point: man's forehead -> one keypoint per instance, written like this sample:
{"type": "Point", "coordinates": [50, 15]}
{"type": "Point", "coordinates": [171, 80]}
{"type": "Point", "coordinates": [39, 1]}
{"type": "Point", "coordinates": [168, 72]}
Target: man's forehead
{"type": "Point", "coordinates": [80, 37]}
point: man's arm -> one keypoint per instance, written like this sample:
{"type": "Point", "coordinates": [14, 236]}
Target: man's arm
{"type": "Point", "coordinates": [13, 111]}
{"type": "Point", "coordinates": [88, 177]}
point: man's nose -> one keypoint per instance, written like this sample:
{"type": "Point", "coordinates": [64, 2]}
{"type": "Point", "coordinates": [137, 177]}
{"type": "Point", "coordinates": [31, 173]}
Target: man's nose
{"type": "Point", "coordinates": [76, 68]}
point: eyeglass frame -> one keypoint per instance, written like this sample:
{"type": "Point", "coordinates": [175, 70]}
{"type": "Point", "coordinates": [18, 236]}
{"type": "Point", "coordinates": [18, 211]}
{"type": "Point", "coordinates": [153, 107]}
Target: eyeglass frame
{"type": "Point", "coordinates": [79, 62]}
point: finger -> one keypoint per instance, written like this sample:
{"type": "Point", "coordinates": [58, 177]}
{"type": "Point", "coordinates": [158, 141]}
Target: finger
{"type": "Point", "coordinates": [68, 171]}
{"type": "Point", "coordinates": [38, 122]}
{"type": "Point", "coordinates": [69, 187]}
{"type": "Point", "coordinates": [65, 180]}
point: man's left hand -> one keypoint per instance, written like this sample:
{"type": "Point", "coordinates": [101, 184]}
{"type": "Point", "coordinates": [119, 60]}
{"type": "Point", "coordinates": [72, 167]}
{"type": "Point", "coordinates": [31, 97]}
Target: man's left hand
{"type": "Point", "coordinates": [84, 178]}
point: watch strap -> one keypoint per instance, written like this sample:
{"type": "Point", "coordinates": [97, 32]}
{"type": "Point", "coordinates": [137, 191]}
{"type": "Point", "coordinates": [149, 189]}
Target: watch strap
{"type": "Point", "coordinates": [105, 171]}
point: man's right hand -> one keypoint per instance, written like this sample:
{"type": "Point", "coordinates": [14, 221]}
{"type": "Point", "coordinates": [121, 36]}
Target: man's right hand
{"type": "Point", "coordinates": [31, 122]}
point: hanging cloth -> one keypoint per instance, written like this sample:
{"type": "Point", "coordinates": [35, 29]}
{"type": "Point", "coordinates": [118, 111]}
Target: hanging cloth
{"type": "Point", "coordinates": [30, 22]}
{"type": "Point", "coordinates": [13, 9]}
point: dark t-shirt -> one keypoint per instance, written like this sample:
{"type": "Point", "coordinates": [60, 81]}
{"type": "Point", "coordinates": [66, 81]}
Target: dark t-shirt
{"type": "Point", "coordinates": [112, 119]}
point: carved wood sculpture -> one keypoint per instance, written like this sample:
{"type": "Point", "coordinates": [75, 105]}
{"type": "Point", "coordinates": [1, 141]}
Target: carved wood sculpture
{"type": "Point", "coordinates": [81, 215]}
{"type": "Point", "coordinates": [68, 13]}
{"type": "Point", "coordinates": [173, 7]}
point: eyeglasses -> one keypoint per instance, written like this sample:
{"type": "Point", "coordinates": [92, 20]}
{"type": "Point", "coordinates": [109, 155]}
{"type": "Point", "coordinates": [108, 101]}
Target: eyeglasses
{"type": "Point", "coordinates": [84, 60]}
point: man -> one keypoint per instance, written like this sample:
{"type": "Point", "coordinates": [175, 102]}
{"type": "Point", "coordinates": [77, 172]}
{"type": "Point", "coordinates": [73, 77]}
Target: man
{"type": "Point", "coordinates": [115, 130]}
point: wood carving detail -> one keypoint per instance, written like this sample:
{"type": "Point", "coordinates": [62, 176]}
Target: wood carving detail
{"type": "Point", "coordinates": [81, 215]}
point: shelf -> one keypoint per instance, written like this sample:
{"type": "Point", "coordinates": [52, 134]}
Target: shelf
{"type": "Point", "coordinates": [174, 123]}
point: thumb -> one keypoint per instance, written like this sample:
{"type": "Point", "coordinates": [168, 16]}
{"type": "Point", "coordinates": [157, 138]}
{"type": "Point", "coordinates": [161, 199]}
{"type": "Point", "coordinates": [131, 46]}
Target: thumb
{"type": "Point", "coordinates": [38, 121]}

########################################

(ASSIGNMENT) Return all of the data exactly as it reads.

(RESULT BELOW)
point: man's forehead -> one keypoint per instance, written like this sample:
{"type": "Point", "coordinates": [50, 15]}
{"type": "Point", "coordinates": [171, 80]}
{"type": "Point", "coordinates": [39, 1]}
{"type": "Point", "coordinates": [168, 72]}
Target: man's forehead
{"type": "Point", "coordinates": [80, 37]}
point: man's arm -> one keypoint per instance, written like this sample:
{"type": "Point", "coordinates": [14, 236]}
Target: man's arm
{"type": "Point", "coordinates": [13, 111]}
{"type": "Point", "coordinates": [88, 177]}
point: man's nose -> one keypoint per instance, written like this sample:
{"type": "Point", "coordinates": [64, 2]}
{"type": "Point", "coordinates": [137, 177]}
{"type": "Point", "coordinates": [31, 173]}
Target: man's nose
{"type": "Point", "coordinates": [76, 68]}
point: eyeglass frame -> one keypoint per instance, written like this sample:
{"type": "Point", "coordinates": [175, 70]}
{"type": "Point", "coordinates": [18, 236]}
{"type": "Point", "coordinates": [18, 211]}
{"type": "Point", "coordinates": [153, 107]}
Target: eyeglass frame
{"type": "Point", "coordinates": [79, 62]}
point: finger -> one keypoint per instance, written like this sample:
{"type": "Point", "coordinates": [58, 177]}
{"type": "Point", "coordinates": [158, 141]}
Target: finger
{"type": "Point", "coordinates": [68, 171]}
{"type": "Point", "coordinates": [38, 122]}
{"type": "Point", "coordinates": [69, 187]}
{"type": "Point", "coordinates": [65, 180]}
point: man's left hand -> one keypoint per instance, written like this sample:
{"type": "Point", "coordinates": [101, 184]}
{"type": "Point", "coordinates": [119, 60]}
{"type": "Point", "coordinates": [72, 167]}
{"type": "Point", "coordinates": [31, 97]}
Target: man's left hand
{"type": "Point", "coordinates": [84, 178]}
point: watch strap -> one keypoint per instance, written like this sample:
{"type": "Point", "coordinates": [97, 32]}
{"type": "Point", "coordinates": [137, 191]}
{"type": "Point", "coordinates": [149, 189]}
Target: watch strap
{"type": "Point", "coordinates": [105, 171]}
point: man's right hand -> one keypoint per instance, written like this sample:
{"type": "Point", "coordinates": [14, 221]}
{"type": "Point", "coordinates": [121, 36]}
Target: man's right hand
{"type": "Point", "coordinates": [31, 122]}
point: hanging cloth -> one keypoint per instance, written like this sample:
{"type": "Point", "coordinates": [35, 29]}
{"type": "Point", "coordinates": [118, 111]}
Target: hanging cloth
{"type": "Point", "coordinates": [30, 22]}
{"type": "Point", "coordinates": [13, 9]}
point: dark t-shirt -> one keypoint per instance, written like this sample:
{"type": "Point", "coordinates": [60, 81]}
{"type": "Point", "coordinates": [66, 81]}
Target: dark t-shirt
{"type": "Point", "coordinates": [112, 119]}
point: carved wood sculpture -> one keypoint per instance, written like this sample:
{"type": "Point", "coordinates": [75, 105]}
{"type": "Point", "coordinates": [1, 141]}
Target: carved wood sculpture
{"type": "Point", "coordinates": [81, 215]}
{"type": "Point", "coordinates": [68, 13]}
{"type": "Point", "coordinates": [173, 7]}
point: eyeglasses -> one keypoint per instance, written like this sample:
{"type": "Point", "coordinates": [92, 20]}
{"type": "Point", "coordinates": [109, 155]}
{"type": "Point", "coordinates": [108, 101]}
Target: eyeglasses
{"type": "Point", "coordinates": [84, 60]}
point: man -> one keypoint per instance, written like this sample:
{"type": "Point", "coordinates": [175, 102]}
{"type": "Point", "coordinates": [77, 172]}
{"type": "Point", "coordinates": [73, 77]}
Target: man
{"type": "Point", "coordinates": [115, 130]}
point: wood carving detail -> one keypoint per instance, written like this sample:
{"type": "Point", "coordinates": [62, 176]}
Target: wood carving detail
{"type": "Point", "coordinates": [81, 215]}
point: shelf -> one keypoint per instance, written like this sample:
{"type": "Point", "coordinates": [52, 134]}
Target: shelf
{"type": "Point", "coordinates": [174, 123]}
point: thumb -> one keypoint per instance, written like this sample:
{"type": "Point", "coordinates": [168, 16]}
{"type": "Point", "coordinates": [157, 138]}
{"type": "Point", "coordinates": [161, 199]}
{"type": "Point", "coordinates": [131, 46]}
Target: thumb
{"type": "Point", "coordinates": [38, 121]}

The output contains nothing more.